### Text provided:
++++++++++

5 lessons that the Super Bowl champion New England Patriots can teach us about coping

I cannot lie. I am deliriously pumped up and on Cloud 9 today. My beloved New England Patriots won one of the wildest, craziest Super Bowls ever, 28-24 over the Seattle Seahawks.

I watched the game with my cousins in Brookline (near Boston.) As the teams traded leads and the game went back and forth, our emotions were all over the place. Up. Down. And lots of places in between. I noticed this last night, and it got me thinking about what can my team teach me about living with mental illness. Here are my 5 take-aways.

1. There will always be adversity. Deal with it, but focus on what’s important. As anyone who follows football knows, the Patriots went into the game with the cloud of Deflategate hanging over them. Though there is still no hard evidence that the Pats deflated their footballs during the AFC Championship Game, they were pretty much guilty in the court of public opinion, and they knew it. But no one plays better under adversity than the Pats. Quarterback Tom Brady acknowledged that the Deflategate accusations hurt his feelings. But he didn’t let that stop him from focusing on practice for the big game. He wound up throwing four touchdown passes, and becoming the game’s MVP.

Pats test 1

The lesson for those of us with a mental illness–In so many ways, we face adversity every day. But as much as we can, we must try to push through it to focus on our goals. We don’t ignore our adversity, or the fact that so many people judge us unfairly. But no matter what other people think, we should not let adversity define us. Which leads me to Number 2.

++++++++++

### Material shown:
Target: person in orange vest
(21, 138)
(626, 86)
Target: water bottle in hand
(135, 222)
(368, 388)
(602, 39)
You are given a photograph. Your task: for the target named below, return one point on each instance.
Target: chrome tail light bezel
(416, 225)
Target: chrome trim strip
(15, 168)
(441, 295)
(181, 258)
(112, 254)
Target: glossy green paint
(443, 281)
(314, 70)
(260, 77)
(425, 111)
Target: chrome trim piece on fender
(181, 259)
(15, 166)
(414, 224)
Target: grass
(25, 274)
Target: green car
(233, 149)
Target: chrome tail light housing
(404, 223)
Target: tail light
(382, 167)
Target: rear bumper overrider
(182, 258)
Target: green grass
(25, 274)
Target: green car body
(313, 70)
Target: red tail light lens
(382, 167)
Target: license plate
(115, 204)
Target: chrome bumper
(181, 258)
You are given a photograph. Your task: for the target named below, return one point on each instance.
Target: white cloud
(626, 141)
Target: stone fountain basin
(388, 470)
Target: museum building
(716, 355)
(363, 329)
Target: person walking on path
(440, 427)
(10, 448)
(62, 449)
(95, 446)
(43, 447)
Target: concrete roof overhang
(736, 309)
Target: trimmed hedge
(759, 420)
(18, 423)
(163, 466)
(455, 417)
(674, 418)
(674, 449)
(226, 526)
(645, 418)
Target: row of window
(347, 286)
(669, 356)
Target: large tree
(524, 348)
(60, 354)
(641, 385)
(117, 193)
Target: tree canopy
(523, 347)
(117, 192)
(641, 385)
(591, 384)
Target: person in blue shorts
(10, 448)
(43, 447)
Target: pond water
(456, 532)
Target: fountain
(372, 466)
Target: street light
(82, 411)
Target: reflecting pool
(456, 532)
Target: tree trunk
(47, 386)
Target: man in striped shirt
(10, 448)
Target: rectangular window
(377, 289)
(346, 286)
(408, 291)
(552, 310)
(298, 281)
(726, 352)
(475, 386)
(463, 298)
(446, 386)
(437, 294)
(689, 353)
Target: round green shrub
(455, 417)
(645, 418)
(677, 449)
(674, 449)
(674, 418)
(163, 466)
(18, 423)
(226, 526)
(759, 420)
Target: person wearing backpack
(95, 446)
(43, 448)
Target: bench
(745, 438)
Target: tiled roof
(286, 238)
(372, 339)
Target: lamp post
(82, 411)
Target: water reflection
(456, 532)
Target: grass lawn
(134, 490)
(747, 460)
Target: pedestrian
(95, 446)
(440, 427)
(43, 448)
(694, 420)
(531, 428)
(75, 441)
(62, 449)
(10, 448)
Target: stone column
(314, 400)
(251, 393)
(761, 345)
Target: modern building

++++++++++

### Given task A:
According to the Patriots coping article, how many touchdown passes did Tom Brady throw in the Super Bowl?
### Given task B:
Pick up the Patriots coping article where it stops and write the next part.

### Task response A:
Four.

### Task response B:
2. The Patriots and their fans have LOTS of haters, but they don’t let that get to them. Just about every Pats fan knows that outside New England, the Pats are probably the most hated football team in America. My cousins and I got a taste of this right after the game. One of my Facebook friends told me the Pats were “just lucky.” One of my Cousin Max’s friends was a little more blunt. He told Max to go f**k himself. If us fans get this kind of hate, I can only imagine what the team gets. But here’s the thing: we know what people think of us–and we don’t care. We just care that our team keeps winning, and they seem to have no problem doing that.

The lesson for those of us with mental illness–God knows, we have detractors. Or at the very least, people who judge us and misunderstand us. I spend a lot of time trying to explain myself to people. Some of them get me, but many of them don’t. I’m learning to care less about those who don’t get me, and more about the people who do. Yes, I sometimes think that nobody gets me. But, in my better moments, I try to be careful about how I spend my personal energy. I try not to waste energy on people who probably are not going to understand me no matter what I say or do.

3. The Patriots never thought the game was over, even when everyone else did. There was less than a minute to go in the game. The Seahawks, trailing 28-24, were driving to get a touchdown. Quarterback Russell Wilson threw the ball, and at first, it seemed as though the ball was tipped away from his receiver. Somehow, when the receiver fell on his back, the ball plopped right into his lap–deep in New England territory.

Pats Super Bowl 2

At this moment, even I secretly thought “The football gods are against us.” But Tom Brady didn’t think that way. He just thought, “Oh boy. I might have to go back on to the field and do what I can to win.”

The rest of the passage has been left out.